* **Given exercise**
Every record that follows must be duplicated exactly, with images left out.

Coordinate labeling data
* * * * *
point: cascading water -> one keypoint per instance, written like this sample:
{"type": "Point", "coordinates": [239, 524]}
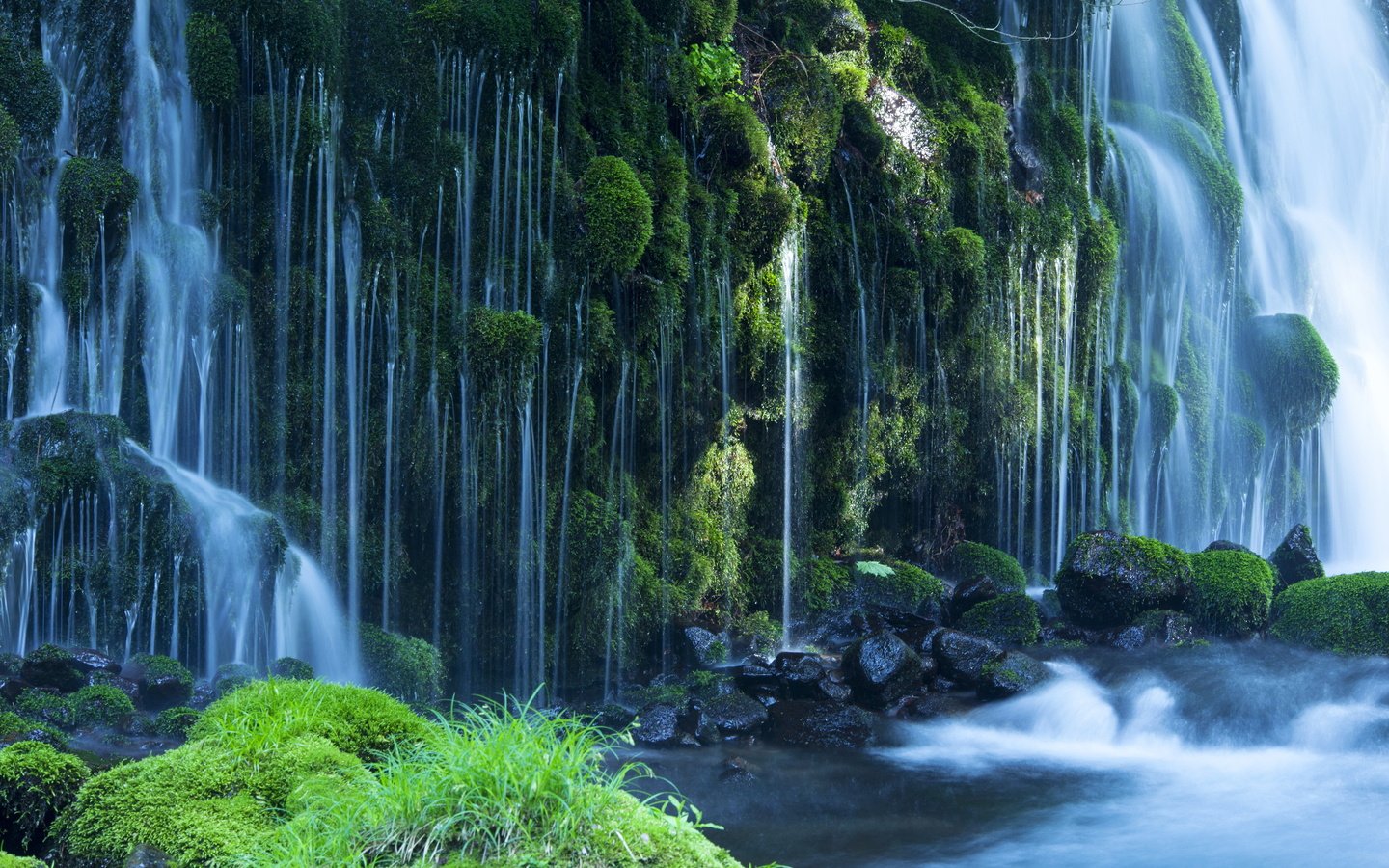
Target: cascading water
{"type": "Point", "coordinates": [1309, 135]}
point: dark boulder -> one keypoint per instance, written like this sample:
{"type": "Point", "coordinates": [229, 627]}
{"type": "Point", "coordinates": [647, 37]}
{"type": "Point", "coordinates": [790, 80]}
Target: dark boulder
{"type": "Point", "coordinates": [706, 649]}
{"type": "Point", "coordinates": [1107, 580]}
{"type": "Point", "coordinates": [962, 657]}
{"type": "Point", "coordinates": [821, 723]}
{"type": "Point", "coordinates": [883, 669]}
{"type": "Point", "coordinates": [1224, 545]}
{"type": "Point", "coordinates": [53, 668]}
{"type": "Point", "coordinates": [1009, 675]}
{"type": "Point", "coordinates": [659, 726]}
{"type": "Point", "coordinates": [732, 714]}
{"type": "Point", "coordinates": [1294, 560]}
{"type": "Point", "coordinates": [89, 660]}
{"type": "Point", "coordinates": [972, 592]}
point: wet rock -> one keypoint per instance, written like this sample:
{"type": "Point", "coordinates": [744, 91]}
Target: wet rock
{"type": "Point", "coordinates": [1107, 580]}
{"type": "Point", "coordinates": [1009, 675]}
{"type": "Point", "coordinates": [1224, 545]}
{"type": "Point", "coordinates": [706, 647]}
{"type": "Point", "coordinates": [659, 726]}
{"type": "Point", "coordinates": [971, 592]}
{"type": "Point", "coordinates": [1294, 560]}
{"type": "Point", "coordinates": [53, 668]}
{"type": "Point", "coordinates": [883, 669]}
{"type": "Point", "coordinates": [732, 714]}
{"type": "Point", "coordinates": [89, 660]}
{"type": "Point", "coordinates": [821, 723]}
{"type": "Point", "coordinates": [962, 657]}
{"type": "Point", "coordinates": [736, 770]}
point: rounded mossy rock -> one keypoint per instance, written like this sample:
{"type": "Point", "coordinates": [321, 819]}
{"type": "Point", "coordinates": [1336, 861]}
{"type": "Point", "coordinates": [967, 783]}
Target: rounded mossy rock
{"type": "Point", "coordinates": [213, 72]}
{"type": "Point", "coordinates": [404, 666]}
{"type": "Point", "coordinates": [1006, 619]}
{"type": "Point", "coordinates": [1231, 592]}
{"type": "Point", "coordinates": [37, 782]}
{"type": "Point", "coordinates": [354, 719]}
{"type": "Point", "coordinates": [1108, 580]}
{"type": "Point", "coordinates": [1348, 614]}
{"type": "Point", "coordinates": [972, 560]}
{"type": "Point", "coordinates": [1294, 374]}
{"type": "Point", "coordinates": [101, 706]}
{"type": "Point", "coordinates": [617, 214]}
{"type": "Point", "coordinates": [91, 189]}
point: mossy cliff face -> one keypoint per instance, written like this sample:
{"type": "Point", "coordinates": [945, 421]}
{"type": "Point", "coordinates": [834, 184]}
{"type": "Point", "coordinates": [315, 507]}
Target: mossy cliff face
{"type": "Point", "coordinates": [548, 325]}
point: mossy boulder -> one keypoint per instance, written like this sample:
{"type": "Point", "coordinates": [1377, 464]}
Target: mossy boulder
{"type": "Point", "coordinates": [1006, 619]}
{"type": "Point", "coordinates": [213, 72]}
{"type": "Point", "coordinates": [94, 188]}
{"type": "Point", "coordinates": [53, 668]}
{"type": "Point", "coordinates": [1348, 614]}
{"type": "Point", "coordinates": [1108, 580]}
{"type": "Point", "coordinates": [1294, 372]}
{"type": "Point", "coordinates": [164, 682]}
{"type": "Point", "coordinates": [37, 782]}
{"type": "Point", "coordinates": [971, 560]}
{"type": "Point", "coordinates": [617, 214]}
{"type": "Point", "coordinates": [1296, 560]}
{"type": "Point", "coordinates": [404, 666]}
{"type": "Point", "coordinates": [1231, 592]}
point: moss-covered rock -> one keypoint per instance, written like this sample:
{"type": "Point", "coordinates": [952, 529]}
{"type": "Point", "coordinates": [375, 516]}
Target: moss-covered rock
{"type": "Point", "coordinates": [401, 665]}
{"type": "Point", "coordinates": [37, 782]}
{"type": "Point", "coordinates": [1231, 592]}
{"type": "Point", "coordinates": [1107, 580]}
{"type": "Point", "coordinates": [1294, 371]}
{"type": "Point", "coordinates": [617, 214]}
{"type": "Point", "coordinates": [28, 91]}
{"type": "Point", "coordinates": [101, 706]}
{"type": "Point", "coordinates": [91, 189]}
{"type": "Point", "coordinates": [1007, 619]}
{"type": "Point", "coordinates": [1348, 614]}
{"type": "Point", "coordinates": [213, 71]}
{"type": "Point", "coordinates": [972, 560]}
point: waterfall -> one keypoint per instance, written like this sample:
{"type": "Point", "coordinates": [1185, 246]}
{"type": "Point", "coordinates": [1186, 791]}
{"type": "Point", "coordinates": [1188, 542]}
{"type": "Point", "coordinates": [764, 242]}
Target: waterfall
{"type": "Point", "coordinates": [1309, 135]}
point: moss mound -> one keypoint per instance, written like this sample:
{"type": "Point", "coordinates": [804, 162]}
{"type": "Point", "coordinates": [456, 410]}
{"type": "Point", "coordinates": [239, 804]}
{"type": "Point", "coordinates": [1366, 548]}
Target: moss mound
{"type": "Point", "coordinates": [1348, 614]}
{"type": "Point", "coordinates": [972, 560]}
{"type": "Point", "coordinates": [404, 666]}
{"type": "Point", "coordinates": [1006, 619]}
{"type": "Point", "coordinates": [35, 783]}
{"type": "Point", "coordinates": [1231, 592]}
{"type": "Point", "coordinates": [1294, 371]}
{"type": "Point", "coordinates": [617, 213]}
* * * * *
* **Response below**
point: cascading water -> one keypoint per instance, written like this sample:
{"type": "Point", "coordinates": [239, 524]}
Target: cascading water
{"type": "Point", "coordinates": [1309, 135]}
point: dark boulder -> one keypoint per instance, written like this sample:
{"type": "Point", "coordinates": [229, 627]}
{"type": "Point", "coordinates": [647, 37]}
{"type": "Point", "coordinates": [790, 80]}
Target: dark boulder
{"type": "Point", "coordinates": [706, 649]}
{"type": "Point", "coordinates": [1107, 580]}
{"type": "Point", "coordinates": [962, 657]}
{"type": "Point", "coordinates": [821, 723]}
{"type": "Point", "coordinates": [883, 669]}
{"type": "Point", "coordinates": [1224, 545]}
{"type": "Point", "coordinates": [53, 668]}
{"type": "Point", "coordinates": [1009, 675]}
{"type": "Point", "coordinates": [659, 726]}
{"type": "Point", "coordinates": [732, 714]}
{"type": "Point", "coordinates": [1294, 560]}
{"type": "Point", "coordinates": [89, 660]}
{"type": "Point", "coordinates": [972, 592]}
point: wet rock -> one keypoint per instance, written like this sample:
{"type": "Point", "coordinates": [744, 91]}
Target: wet rock
{"type": "Point", "coordinates": [1107, 580]}
{"type": "Point", "coordinates": [1009, 675]}
{"type": "Point", "coordinates": [1224, 545]}
{"type": "Point", "coordinates": [706, 647]}
{"type": "Point", "coordinates": [659, 726]}
{"type": "Point", "coordinates": [971, 592]}
{"type": "Point", "coordinates": [1294, 560]}
{"type": "Point", "coordinates": [53, 668]}
{"type": "Point", "coordinates": [883, 669]}
{"type": "Point", "coordinates": [732, 714]}
{"type": "Point", "coordinates": [89, 660]}
{"type": "Point", "coordinates": [821, 723]}
{"type": "Point", "coordinates": [962, 657]}
{"type": "Point", "coordinates": [736, 770]}
point: rounded mossy rock -> one keypoint per instance, written like this sample:
{"type": "Point", "coordinates": [321, 819]}
{"type": "Point", "coordinates": [1336, 861]}
{"type": "Point", "coordinates": [967, 783]}
Target: rounded mossy rock
{"type": "Point", "coordinates": [213, 72]}
{"type": "Point", "coordinates": [404, 666]}
{"type": "Point", "coordinates": [1006, 619]}
{"type": "Point", "coordinates": [1231, 592]}
{"type": "Point", "coordinates": [37, 782]}
{"type": "Point", "coordinates": [354, 719]}
{"type": "Point", "coordinates": [1108, 580]}
{"type": "Point", "coordinates": [1348, 614]}
{"type": "Point", "coordinates": [972, 560]}
{"type": "Point", "coordinates": [1294, 374]}
{"type": "Point", "coordinates": [101, 706]}
{"type": "Point", "coordinates": [617, 214]}
{"type": "Point", "coordinates": [91, 189]}
point: mossy cliff face -> one keypoint per instance, written like this sample:
{"type": "Point", "coordinates": [945, 421]}
{"type": "Point", "coordinates": [834, 184]}
{"type": "Point", "coordinates": [315, 507]}
Target: mossy cliff face
{"type": "Point", "coordinates": [548, 325]}
point: mossy boulder -> one keypoint per instance, written like this sample:
{"type": "Point", "coordinates": [1377, 464]}
Target: mossy boulder
{"type": "Point", "coordinates": [1006, 619]}
{"type": "Point", "coordinates": [213, 72]}
{"type": "Point", "coordinates": [94, 188]}
{"type": "Point", "coordinates": [53, 668]}
{"type": "Point", "coordinates": [1348, 614]}
{"type": "Point", "coordinates": [1108, 580]}
{"type": "Point", "coordinates": [1294, 372]}
{"type": "Point", "coordinates": [164, 682]}
{"type": "Point", "coordinates": [37, 782]}
{"type": "Point", "coordinates": [971, 560]}
{"type": "Point", "coordinates": [617, 214]}
{"type": "Point", "coordinates": [1296, 560]}
{"type": "Point", "coordinates": [404, 666]}
{"type": "Point", "coordinates": [1231, 592]}
point: moss-covered rock -> one keypoint per instance, written like this sample:
{"type": "Point", "coordinates": [952, 529]}
{"type": "Point", "coordinates": [375, 516]}
Target: moss-covered rock
{"type": "Point", "coordinates": [401, 665]}
{"type": "Point", "coordinates": [37, 782]}
{"type": "Point", "coordinates": [1231, 592]}
{"type": "Point", "coordinates": [1107, 580]}
{"type": "Point", "coordinates": [1294, 371]}
{"type": "Point", "coordinates": [617, 214]}
{"type": "Point", "coordinates": [28, 91]}
{"type": "Point", "coordinates": [101, 706]}
{"type": "Point", "coordinates": [91, 189]}
{"type": "Point", "coordinates": [1007, 619]}
{"type": "Point", "coordinates": [1348, 614]}
{"type": "Point", "coordinates": [213, 71]}
{"type": "Point", "coordinates": [972, 560]}
point: waterfall -> one keypoint per instance, written like this sample:
{"type": "Point", "coordinates": [1185, 246]}
{"type": "Point", "coordinates": [1186, 791]}
{"type": "Point", "coordinates": [1188, 542]}
{"type": "Point", "coordinates": [764, 242]}
Target: waterfall
{"type": "Point", "coordinates": [1309, 135]}
point: moss mound -> one keypoint per instance, written like this sample:
{"type": "Point", "coordinates": [804, 162]}
{"type": "Point", "coordinates": [456, 410]}
{"type": "Point", "coordinates": [239, 804]}
{"type": "Point", "coordinates": [1366, 548]}
Target: moss mound
{"type": "Point", "coordinates": [1348, 614]}
{"type": "Point", "coordinates": [972, 560]}
{"type": "Point", "coordinates": [404, 666]}
{"type": "Point", "coordinates": [1006, 619]}
{"type": "Point", "coordinates": [35, 783]}
{"type": "Point", "coordinates": [1231, 592]}
{"type": "Point", "coordinates": [1294, 371]}
{"type": "Point", "coordinates": [617, 213]}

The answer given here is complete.